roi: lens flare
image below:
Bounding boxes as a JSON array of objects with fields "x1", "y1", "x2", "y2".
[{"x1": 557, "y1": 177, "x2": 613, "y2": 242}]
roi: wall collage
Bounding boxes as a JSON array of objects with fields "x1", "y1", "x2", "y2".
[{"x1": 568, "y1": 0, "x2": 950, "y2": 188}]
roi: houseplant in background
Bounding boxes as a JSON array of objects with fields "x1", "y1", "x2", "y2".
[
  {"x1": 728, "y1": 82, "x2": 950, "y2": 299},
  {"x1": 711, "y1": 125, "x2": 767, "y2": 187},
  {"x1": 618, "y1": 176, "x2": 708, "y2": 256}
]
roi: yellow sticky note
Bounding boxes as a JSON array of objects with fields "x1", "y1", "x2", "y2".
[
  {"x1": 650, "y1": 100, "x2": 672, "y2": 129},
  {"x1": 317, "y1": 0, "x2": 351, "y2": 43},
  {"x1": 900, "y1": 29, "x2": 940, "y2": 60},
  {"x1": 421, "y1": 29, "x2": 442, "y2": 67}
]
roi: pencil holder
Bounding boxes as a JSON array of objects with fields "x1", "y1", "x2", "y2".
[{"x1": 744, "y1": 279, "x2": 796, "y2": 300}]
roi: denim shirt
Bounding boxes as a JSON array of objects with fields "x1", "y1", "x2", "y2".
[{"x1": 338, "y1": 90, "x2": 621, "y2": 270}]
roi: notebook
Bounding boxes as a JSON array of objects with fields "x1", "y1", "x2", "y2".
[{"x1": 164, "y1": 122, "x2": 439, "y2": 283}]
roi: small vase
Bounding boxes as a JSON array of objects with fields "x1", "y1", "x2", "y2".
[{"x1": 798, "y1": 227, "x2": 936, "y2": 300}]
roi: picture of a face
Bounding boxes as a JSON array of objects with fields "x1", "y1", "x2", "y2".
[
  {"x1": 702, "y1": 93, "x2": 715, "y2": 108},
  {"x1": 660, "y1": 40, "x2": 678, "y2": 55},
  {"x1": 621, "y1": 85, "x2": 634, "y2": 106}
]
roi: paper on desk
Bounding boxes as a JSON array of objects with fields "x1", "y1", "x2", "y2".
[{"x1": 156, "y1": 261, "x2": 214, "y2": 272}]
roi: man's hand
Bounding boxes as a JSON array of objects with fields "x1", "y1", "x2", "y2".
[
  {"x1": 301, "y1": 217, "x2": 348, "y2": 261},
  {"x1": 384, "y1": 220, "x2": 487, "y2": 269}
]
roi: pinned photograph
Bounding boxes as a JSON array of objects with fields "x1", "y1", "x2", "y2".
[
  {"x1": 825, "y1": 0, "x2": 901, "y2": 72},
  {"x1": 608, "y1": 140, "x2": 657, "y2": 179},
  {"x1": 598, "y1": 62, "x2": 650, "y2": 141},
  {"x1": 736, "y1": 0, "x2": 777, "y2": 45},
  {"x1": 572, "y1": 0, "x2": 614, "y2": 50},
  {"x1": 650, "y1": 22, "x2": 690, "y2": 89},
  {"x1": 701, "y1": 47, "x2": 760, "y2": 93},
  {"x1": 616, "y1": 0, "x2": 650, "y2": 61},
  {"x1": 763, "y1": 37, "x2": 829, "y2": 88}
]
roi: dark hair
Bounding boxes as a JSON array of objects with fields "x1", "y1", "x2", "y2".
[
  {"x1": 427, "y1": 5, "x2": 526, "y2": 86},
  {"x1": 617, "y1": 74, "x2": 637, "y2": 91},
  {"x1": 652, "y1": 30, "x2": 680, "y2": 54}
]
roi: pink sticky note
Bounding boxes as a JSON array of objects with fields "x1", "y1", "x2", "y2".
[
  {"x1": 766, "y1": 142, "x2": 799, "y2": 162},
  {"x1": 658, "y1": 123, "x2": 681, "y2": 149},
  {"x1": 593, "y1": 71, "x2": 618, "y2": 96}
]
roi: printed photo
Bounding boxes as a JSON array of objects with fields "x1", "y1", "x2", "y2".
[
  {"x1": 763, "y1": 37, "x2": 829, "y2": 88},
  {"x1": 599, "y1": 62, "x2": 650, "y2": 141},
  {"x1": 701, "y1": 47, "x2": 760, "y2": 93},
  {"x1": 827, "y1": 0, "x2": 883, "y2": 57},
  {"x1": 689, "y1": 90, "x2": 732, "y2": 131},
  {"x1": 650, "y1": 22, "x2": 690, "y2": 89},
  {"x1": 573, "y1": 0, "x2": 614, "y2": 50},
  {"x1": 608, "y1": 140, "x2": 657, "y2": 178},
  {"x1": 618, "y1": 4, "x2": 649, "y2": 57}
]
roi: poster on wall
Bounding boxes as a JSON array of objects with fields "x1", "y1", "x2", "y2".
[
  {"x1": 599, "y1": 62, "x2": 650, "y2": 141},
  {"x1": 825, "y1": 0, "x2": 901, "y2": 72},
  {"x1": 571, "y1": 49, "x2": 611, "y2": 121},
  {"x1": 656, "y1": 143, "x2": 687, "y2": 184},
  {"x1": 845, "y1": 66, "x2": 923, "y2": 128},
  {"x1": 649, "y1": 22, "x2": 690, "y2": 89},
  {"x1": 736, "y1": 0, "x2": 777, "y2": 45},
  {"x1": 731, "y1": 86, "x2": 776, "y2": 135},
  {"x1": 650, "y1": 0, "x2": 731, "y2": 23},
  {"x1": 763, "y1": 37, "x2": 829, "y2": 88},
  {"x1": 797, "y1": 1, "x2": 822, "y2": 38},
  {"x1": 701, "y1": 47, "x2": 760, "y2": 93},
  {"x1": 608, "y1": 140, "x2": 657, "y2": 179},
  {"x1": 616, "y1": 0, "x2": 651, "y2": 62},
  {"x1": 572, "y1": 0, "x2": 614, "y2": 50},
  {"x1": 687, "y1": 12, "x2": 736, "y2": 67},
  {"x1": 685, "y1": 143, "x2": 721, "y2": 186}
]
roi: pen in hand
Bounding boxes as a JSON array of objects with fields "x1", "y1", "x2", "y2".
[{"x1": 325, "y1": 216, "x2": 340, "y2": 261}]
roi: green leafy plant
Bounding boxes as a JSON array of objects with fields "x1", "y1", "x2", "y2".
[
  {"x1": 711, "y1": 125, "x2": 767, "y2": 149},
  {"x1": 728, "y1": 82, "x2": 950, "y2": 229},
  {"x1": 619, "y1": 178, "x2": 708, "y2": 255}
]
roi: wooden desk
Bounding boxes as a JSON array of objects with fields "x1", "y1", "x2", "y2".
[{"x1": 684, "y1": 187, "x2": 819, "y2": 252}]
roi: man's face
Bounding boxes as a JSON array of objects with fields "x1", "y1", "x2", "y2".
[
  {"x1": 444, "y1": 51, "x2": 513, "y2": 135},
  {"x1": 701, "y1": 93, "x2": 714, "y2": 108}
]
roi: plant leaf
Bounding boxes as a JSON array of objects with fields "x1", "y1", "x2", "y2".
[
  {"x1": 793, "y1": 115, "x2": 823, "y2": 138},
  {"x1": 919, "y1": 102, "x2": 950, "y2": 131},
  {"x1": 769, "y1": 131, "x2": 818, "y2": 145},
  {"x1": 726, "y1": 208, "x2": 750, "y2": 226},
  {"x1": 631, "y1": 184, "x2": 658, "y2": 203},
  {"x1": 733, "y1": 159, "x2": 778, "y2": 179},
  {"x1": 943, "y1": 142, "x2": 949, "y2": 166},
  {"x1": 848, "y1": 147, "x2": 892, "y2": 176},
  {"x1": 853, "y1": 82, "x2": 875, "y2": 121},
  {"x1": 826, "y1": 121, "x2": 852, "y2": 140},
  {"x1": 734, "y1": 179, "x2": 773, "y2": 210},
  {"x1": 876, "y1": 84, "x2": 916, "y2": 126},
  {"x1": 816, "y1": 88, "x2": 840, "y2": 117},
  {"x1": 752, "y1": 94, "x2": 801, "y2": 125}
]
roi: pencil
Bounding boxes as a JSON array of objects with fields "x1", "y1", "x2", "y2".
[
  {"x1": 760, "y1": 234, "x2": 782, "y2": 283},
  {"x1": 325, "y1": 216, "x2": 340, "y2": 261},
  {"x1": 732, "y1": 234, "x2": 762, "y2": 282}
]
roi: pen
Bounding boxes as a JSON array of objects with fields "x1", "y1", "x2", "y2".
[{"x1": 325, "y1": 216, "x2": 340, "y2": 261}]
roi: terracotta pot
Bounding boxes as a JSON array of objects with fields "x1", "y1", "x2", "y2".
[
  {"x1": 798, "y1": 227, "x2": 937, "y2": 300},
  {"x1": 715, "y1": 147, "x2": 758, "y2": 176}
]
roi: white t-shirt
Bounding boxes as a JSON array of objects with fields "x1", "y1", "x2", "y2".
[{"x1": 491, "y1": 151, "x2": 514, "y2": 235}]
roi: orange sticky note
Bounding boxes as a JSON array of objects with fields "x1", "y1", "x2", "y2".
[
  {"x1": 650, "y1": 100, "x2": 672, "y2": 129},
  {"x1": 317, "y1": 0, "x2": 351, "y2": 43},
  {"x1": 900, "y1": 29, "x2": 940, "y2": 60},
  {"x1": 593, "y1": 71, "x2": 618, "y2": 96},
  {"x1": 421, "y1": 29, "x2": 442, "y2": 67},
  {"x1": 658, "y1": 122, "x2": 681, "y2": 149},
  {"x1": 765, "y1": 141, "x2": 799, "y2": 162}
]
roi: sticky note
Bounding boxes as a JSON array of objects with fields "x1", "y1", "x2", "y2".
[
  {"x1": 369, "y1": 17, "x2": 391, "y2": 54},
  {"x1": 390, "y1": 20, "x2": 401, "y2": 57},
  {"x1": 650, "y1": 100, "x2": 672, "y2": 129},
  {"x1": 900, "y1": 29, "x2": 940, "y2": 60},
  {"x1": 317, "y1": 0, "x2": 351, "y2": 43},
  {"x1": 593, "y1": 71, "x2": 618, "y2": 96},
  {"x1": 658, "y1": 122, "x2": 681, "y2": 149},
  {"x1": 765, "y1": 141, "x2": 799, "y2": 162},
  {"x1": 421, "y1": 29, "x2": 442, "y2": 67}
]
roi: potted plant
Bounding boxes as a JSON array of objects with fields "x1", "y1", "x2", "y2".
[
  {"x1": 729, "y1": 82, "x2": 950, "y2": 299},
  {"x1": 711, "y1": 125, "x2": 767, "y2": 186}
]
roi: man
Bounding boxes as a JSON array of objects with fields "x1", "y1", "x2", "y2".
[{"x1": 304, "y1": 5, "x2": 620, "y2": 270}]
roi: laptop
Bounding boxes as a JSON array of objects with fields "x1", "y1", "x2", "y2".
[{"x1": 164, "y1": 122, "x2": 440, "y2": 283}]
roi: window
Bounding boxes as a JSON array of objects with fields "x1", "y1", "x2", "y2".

· · · ·

■ **Directions**: All that belongs in the answer is the run of lines above from the line containing "roi: small vase" through the line containing "roi: man's hand", exactly as written.

■ **Response for this exercise**:
roi: small vase
Bounding boxes as a JSON array of objects with fields "x1", "y1", "x2", "y2".
[{"x1": 798, "y1": 227, "x2": 936, "y2": 300}]
roi: picture of a face
Bounding boxes as a JSON array of objects with fields "x1", "y1", "x2", "y2".
[
  {"x1": 702, "y1": 93, "x2": 715, "y2": 108},
  {"x1": 660, "y1": 40, "x2": 678, "y2": 55},
  {"x1": 621, "y1": 85, "x2": 634, "y2": 106}
]
roi: paper on desk
Bounding boxes as a JSON array of objects with fields "x1", "y1", "x2", "y2".
[{"x1": 156, "y1": 261, "x2": 214, "y2": 272}]
roi: man's hand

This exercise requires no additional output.